---------- LESETEXT

Viele Menschen bewegt die Suche nach den eigenen Wurzeln, nach ihrer Familie und somit auch nach der eigenen Identität. Mir geht es da nicht anders.
Wie weit können Sie eigentlich Ihre Familie zurückverfolgen? Ausprobiert habe ich das am Samstag gemeinsam mit anderen Teilnehmern des Workshops „Personen und Familien im frühen Mittelalter“, der von Professor Volkard Huth vom Institut für Personengeschichte aus Bensheim im Rahmen des Ersten Tages der Regionalgeschichte veranstaltet wurde. Und um ehrlich zu sein: den meisten von uns ist es nicht leicht gefallen, die Verzweigungen der eigenen Familie auf einem Blatt Papier festzuhalten! Bei den Großeltern oder spätestens bei den Urgroßeltern mussten wir kapitulieren.
Aber was ist, wenn man den Blick weiter zurückwirft, in eine ferne Epoche wie das Frühmittelalter, welche von unserer heutigen Lebenswirklichkeit so weit entfernt ist? Was bedeuten die Begriffe Familie oder Person in dieser Zeit? Können wir Personen und Gruppen des frühen Mittelalters näher kommen und sie vielleicht sogar in ihrer Individualität begreifen? Welche Mittel stehen uns für diese Spurensuche eigentlich zur Verfügung? Durch welche Filter müssen wir hindurch sehen, um hier weiterzukommen? Wo liegen Möglichkeiten, aber auch Grenzen unserer Neugier nach den Lebenswelten vergangener Epochen?
Schnell wurde uns klar, dass unsere Vorstellung von Familie auf das 18. Jahrhundert zurückgeht. Die familia lässt sich im frühen Mittelalter nicht auf die biologische Abstammung reduzieren, sondern umfasste einen häuslichen Verbund, einen eigenen Friedens- und Rechtsbereich. Die Individualität einer Person, die aus unserer Perspektive so wichtig ist und über die wir uns definieren, lässt sich für das frühe Mittelalter nicht denken, was mit der damaligen Gemeinschaftsbindung zusammenhängt. Genauso wenig wird es uns übrigens gelingen, den Großteil der Bevölkerung zu erfassen.

--------------------
---------- BEREITGESTELLTE EINTRÄGE

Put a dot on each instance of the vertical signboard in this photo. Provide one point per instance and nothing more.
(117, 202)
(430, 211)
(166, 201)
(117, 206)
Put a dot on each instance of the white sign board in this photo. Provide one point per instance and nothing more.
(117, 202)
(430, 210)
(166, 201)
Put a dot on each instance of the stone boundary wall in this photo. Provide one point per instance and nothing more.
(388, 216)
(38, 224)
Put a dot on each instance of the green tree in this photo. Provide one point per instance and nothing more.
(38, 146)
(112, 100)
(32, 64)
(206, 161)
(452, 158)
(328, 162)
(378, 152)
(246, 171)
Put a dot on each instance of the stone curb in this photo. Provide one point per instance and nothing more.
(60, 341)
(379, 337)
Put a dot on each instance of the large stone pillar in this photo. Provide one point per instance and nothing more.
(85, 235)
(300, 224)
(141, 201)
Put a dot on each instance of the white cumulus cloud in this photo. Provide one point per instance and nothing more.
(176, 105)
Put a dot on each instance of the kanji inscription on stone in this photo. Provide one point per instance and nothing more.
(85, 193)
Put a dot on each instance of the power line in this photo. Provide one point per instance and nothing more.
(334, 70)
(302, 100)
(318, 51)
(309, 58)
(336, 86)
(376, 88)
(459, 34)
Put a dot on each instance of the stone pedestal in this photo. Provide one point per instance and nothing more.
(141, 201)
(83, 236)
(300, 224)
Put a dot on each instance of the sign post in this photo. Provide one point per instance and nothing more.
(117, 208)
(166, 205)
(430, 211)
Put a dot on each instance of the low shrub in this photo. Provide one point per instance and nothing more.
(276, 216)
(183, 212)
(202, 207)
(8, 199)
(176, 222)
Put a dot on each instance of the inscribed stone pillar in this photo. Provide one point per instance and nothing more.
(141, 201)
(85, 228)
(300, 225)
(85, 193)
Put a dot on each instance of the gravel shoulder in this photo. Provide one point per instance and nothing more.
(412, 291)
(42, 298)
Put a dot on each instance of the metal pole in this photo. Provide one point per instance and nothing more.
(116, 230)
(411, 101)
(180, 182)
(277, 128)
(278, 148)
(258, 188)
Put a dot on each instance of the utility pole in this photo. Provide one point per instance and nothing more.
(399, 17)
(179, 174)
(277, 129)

--------------------

# ARBEITSANWEISUNGEN
a - Auf welches Jahrhundert geht laut dem Text über Familien im frühen Mittelalter unsere Vorstellung von Familie zurück?
b - Setzen Sie bitte den Text über Familien im frühen Mittelalter nach seinem letzten Satz fort.
Die Einträge haben keinen Bezug zum Text über Familien im frühen Mittelalter.

# ANTWORTEN PRO AUFGABE
a - Auf das 18. Jahrhundert.

b -
Aber die Geschichtswissenschaft hat unterschiedliche Quellengattungen fruchtbar gemacht, die uns bei der Suche weiterhelfen. Besonders interessant fand ich Herrn Huths Verweis auf die sog. Verbrüderungsbücher, bei denen es sich um Memorialquellen für das Seelenheil, um Zeugnisse des liturgischen Gedenkens handelt, die von den Klöstern untereinander ausgetauscht wurden. Hier sind sowohl Personen als auch ganze Personengruppen aufgelistet, welche auch die untere Gesellschaftsstrategie umfassen. Mitunter sind die benutzten Zettel und Rotuli chaotisch beschrieben, wollte doch jeder ein Plätzchen auf dem Pergament erhalten, um in die Fürbitte der Mönche aufgenommen zu werden. Für die Forscher von heute sind diese Quellen von großem Wert. Durch den akribischen Vergleich der Listen untereinander ist es nämlich möglich, einzelne Gruppen zu formieren.
In jüngster Zeit macht sich die Forschung übrigens noch andere Quellen und Methoden zunutze, um die Personen der Vergangenheit für uns greifbar zu machen. Interdisziplinäre Vorhaben der Geschichtswissenschaft, der Archäologie und Medizin ermöglichen dadurch neue Sichtweisen auf vergangene Epochen über DNA-Analysen und so mancher Bösewicht shakespearescher Prägung, wie in jüngster Zeit der englische König Richard III., wird für uns über seine Nachfahren wieder lebendig.